> _INSTRUCTIONS FOR THE TASK_: When you come to the line with "box: [2, 303, 13, 338]", begin repeating; continue exactly through the final line of the records and include nothing from before.

> _MATERIAL SUPPLIED_:
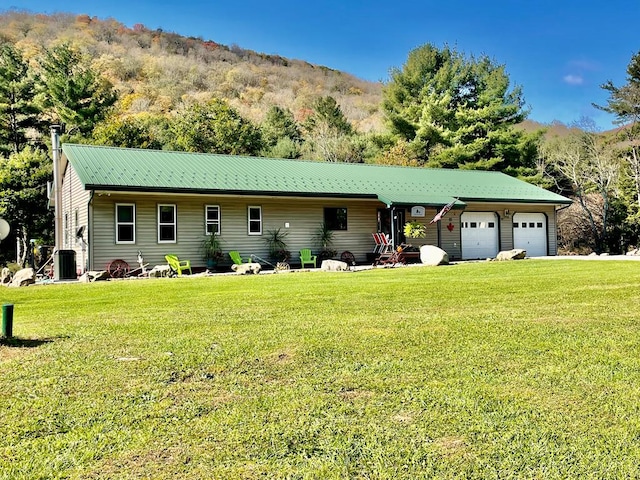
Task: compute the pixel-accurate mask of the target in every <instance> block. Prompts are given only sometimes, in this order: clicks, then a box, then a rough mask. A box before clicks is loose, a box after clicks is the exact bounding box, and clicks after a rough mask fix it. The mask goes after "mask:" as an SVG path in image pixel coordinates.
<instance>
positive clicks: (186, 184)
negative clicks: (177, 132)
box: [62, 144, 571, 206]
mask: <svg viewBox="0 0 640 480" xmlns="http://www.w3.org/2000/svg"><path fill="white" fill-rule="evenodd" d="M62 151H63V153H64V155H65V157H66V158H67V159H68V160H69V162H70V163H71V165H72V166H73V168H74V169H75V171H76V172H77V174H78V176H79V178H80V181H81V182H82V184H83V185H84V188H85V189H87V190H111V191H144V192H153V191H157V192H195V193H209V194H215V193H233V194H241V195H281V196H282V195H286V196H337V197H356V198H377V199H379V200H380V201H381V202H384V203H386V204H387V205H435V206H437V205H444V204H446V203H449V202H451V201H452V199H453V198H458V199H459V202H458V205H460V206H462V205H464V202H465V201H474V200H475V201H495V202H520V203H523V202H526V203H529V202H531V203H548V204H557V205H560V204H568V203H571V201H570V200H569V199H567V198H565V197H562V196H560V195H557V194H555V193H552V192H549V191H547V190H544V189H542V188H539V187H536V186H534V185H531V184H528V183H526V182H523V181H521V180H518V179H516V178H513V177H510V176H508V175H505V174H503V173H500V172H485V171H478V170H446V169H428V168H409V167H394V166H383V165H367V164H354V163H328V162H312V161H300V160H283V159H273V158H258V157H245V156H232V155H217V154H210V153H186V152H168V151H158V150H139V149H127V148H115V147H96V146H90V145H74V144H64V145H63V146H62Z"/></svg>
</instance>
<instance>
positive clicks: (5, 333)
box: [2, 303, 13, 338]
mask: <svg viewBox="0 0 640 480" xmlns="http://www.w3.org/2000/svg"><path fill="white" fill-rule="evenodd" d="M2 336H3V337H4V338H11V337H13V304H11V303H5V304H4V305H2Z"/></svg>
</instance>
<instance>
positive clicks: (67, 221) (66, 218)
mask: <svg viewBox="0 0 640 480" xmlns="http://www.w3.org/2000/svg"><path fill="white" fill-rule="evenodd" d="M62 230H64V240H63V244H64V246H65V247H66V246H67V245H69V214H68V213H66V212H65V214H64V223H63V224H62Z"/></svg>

> _EXERCISE OUTPUT_:
box: [2, 303, 13, 338]
mask: <svg viewBox="0 0 640 480" xmlns="http://www.w3.org/2000/svg"><path fill="white" fill-rule="evenodd" d="M2 336H3V337H4V338H11V337H13V304H11V303H5V304H4V305H2Z"/></svg>
</instance>
<instance>
positive clicks: (67, 221) (66, 218)
mask: <svg viewBox="0 0 640 480" xmlns="http://www.w3.org/2000/svg"><path fill="white" fill-rule="evenodd" d="M62 230H64V240H63V244H64V246H65V247H66V246H67V245H69V214H68V213H66V212H65V214H64V223H63V224H62Z"/></svg>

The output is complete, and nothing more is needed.